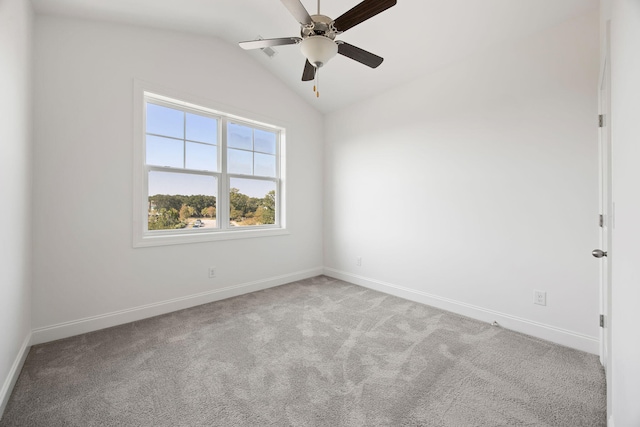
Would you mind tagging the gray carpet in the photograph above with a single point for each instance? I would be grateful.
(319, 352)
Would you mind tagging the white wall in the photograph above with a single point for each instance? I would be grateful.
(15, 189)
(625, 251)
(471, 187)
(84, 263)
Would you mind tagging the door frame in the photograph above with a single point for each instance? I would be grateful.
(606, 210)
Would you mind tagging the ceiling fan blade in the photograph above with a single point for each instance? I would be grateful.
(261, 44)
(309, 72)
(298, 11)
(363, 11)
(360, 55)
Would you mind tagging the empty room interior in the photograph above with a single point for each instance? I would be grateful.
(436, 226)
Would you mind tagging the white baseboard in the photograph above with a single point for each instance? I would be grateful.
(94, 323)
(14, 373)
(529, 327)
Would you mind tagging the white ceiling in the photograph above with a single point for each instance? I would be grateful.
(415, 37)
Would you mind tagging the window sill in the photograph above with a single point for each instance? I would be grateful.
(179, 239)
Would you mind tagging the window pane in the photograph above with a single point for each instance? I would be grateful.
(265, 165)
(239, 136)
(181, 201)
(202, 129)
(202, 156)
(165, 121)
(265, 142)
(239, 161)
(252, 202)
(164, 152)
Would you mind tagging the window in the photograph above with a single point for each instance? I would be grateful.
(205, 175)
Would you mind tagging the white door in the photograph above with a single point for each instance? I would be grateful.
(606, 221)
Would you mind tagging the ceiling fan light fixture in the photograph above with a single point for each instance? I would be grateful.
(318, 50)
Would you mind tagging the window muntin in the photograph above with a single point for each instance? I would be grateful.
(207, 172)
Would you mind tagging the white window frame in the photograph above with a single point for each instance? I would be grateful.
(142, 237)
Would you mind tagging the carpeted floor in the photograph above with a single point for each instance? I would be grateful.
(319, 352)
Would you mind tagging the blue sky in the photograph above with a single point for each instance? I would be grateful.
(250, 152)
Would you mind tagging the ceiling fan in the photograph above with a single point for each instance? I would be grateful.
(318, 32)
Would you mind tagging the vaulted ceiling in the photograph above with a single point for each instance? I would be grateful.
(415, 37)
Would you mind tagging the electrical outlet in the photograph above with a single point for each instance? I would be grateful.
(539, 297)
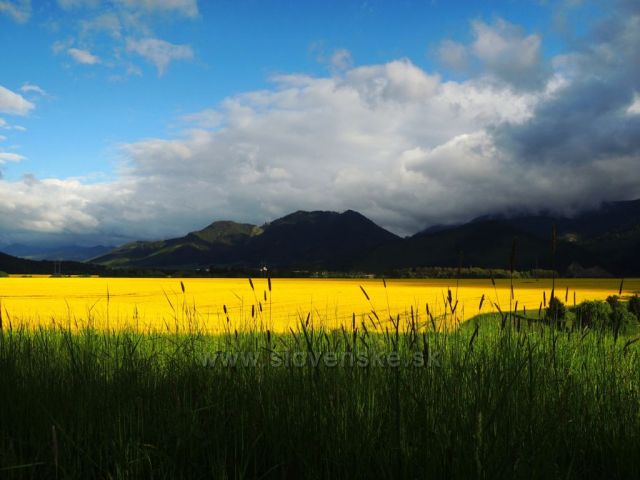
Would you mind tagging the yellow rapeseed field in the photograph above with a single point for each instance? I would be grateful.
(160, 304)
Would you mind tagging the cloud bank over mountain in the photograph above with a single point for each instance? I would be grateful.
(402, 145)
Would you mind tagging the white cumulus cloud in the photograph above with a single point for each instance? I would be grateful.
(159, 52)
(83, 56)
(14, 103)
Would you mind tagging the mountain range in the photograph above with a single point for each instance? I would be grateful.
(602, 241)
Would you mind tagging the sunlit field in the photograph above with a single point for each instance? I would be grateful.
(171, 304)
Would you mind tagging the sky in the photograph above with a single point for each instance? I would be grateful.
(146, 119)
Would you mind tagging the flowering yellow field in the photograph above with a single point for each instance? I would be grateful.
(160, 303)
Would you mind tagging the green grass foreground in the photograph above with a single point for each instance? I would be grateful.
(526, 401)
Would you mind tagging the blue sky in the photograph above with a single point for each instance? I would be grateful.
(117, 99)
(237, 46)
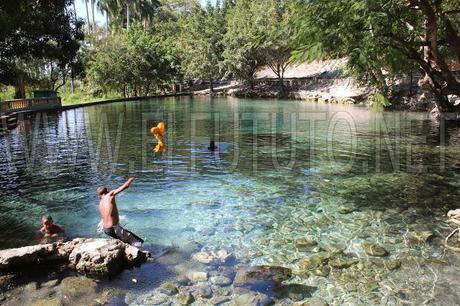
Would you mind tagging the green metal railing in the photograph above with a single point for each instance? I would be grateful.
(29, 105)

- **Task instructions**: Copy the data word for word, starting at the line that contains "Would you mind tagging the sky" and ending at the last line of the data, with both ends included. Omit the pictures from your copy.

- **Answer to this exercise**:
Would you mind tagging the sky in the photograph above with a single point for each instance? I would be grateful.
(146, 119)
Would you mind tagging the flowering yellow field in the photograph above with a single point for each instance? I would be grateful.
(160, 303)
Would you mind tagging the green grass foreground in the photograph above with a single point for each instance? I would be grateful.
(526, 401)
Would you mind tagging the blue sky in the photograph above with a single point for each instance? I would be grateful.
(117, 99)
(237, 46)
Would you mind tagging the green metal railing in the photograph above with a single point for each instance? I would be grateful.
(29, 105)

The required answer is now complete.